Directions - All of the data must be printed exactly; please include every line.

Material shown -
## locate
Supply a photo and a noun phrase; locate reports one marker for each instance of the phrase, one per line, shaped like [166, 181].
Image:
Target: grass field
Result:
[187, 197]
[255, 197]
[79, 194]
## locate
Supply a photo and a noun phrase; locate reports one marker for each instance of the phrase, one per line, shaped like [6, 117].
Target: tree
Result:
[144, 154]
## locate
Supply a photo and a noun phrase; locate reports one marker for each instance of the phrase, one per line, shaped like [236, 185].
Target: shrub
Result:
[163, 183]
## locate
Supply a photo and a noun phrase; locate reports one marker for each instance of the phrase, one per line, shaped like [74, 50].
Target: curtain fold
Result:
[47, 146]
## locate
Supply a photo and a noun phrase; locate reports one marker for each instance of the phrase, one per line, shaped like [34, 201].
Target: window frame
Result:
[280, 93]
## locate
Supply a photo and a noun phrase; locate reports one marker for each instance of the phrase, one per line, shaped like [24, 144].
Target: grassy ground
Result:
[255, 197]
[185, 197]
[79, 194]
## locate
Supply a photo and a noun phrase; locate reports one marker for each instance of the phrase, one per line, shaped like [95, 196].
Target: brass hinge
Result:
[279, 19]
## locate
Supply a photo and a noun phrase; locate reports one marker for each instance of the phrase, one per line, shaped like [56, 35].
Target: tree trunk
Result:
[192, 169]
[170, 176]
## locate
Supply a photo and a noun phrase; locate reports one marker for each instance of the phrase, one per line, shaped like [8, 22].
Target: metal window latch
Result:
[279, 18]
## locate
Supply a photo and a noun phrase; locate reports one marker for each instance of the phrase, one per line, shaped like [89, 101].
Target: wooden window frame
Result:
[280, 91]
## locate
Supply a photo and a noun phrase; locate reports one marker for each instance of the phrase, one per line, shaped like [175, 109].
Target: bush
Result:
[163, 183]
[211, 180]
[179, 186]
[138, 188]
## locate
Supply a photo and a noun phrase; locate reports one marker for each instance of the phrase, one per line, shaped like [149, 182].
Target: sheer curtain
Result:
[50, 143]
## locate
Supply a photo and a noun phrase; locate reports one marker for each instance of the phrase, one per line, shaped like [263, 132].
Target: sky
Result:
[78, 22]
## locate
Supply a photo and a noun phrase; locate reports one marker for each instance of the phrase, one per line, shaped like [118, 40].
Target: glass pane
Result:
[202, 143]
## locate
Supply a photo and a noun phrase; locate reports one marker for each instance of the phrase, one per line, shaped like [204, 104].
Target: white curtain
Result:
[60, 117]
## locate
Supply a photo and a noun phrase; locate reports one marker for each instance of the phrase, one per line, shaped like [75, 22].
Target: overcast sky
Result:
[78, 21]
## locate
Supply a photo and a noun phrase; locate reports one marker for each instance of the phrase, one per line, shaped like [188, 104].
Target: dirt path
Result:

Answer to this exercise -
## locate
Supply a photo and a noun phrase; locate reports one marker for each instance of the phrase, one per line, shaped like [166, 181].
Image:
Target: grass field
Result:
[187, 197]
[255, 197]
[79, 194]
## locate
Supply a photo and a noun phrase; locate reports one marker for each instance of the phrase, one per line, shaped like [6, 117].
Target: tree
Result:
[144, 154]
## locate
Supply a photo and a noun phrase; locate reports one marker for each instance of the phrase, one per line, shaped like [236, 185].
Target: shrub
Result:
[163, 183]
## locate
Supply a photo and a noun phrase; locate reports one marker for each instance of the phrase, one per line, shaped like [74, 50].
Target: curtain fold
Result:
[47, 146]
## locate
Supply a photo and a noun phrase; locate reports one marker for each instance of the phrase, one per line, shaped like [34, 201].
Target: window frame
Result:
[280, 93]
## locate
Supply a photo and a noun phrase; locate reports one marker for each instance of the phrase, one per line, shaped like [24, 144].
Target: grassy ground
Result:
[255, 197]
[185, 197]
[79, 194]
## locate
Supply a photo and a noun phrase; locate reports one marker for each instance of the phrase, one per line, shaped like [95, 196].
Target: brass hinge
Result:
[279, 19]
## locate
Supply a photo and a noun phrase; locate reports one marker for each instance of the phrase, one per line, shaped like [56, 35].
Target: tree trunk
Result:
[192, 169]
[170, 176]
## locate
Supply a photo and a noun phrase; locate reports one marker for each instance of the phrase, one per line, shaped like [8, 22].
Target: metal window latch
Result:
[279, 18]
## locate
Supply a photo and a noun phrase; locate reports one marker for each instance of the phrase, one per line, shaped like [89, 101].
Target: wooden window frame
Result:
[280, 91]
## locate
Supply a photo and a noun phrase; locate reports one marker for each instance of the phrase, one per line, shaped like [175, 109].
Target: bush
Result:
[163, 183]
[211, 180]
[179, 186]
[138, 188]
## locate
Supply a photo and a noun phrase; locate reports one marker for each instance of the phrase, one per line, shaped like [149, 182].
Target: sheer curtain
Result:
[50, 143]
## locate
Supply a photo and a noun phrase; locate reports one marker for each instance of the phrase, one per line, shaped like [263, 132].
Target: sky
Result:
[78, 22]
## locate
Supply a photo and a noun phrase; locate reports one marker for each instance of the phrase, one per line, shaped like [118, 40].
Target: glass pane
Result:
[202, 143]
## locate
Supply a photo and a noun phrase; locate reports one marker for each instance of the phrase, one per line, shaped like [204, 104].
Target: white curtain
Result:
[60, 117]
## locate
Supply a photo and a noun phrase; locate reports one marker for each instance of the phrase, one per line, shaped like [75, 22].
Target: overcast sky
Result:
[78, 21]
## locate
Supply a photo and a noun phrase; locate reports one marker for each instance of the phrase, one per line, shaped like [188, 104].
Target: dirt path
Result:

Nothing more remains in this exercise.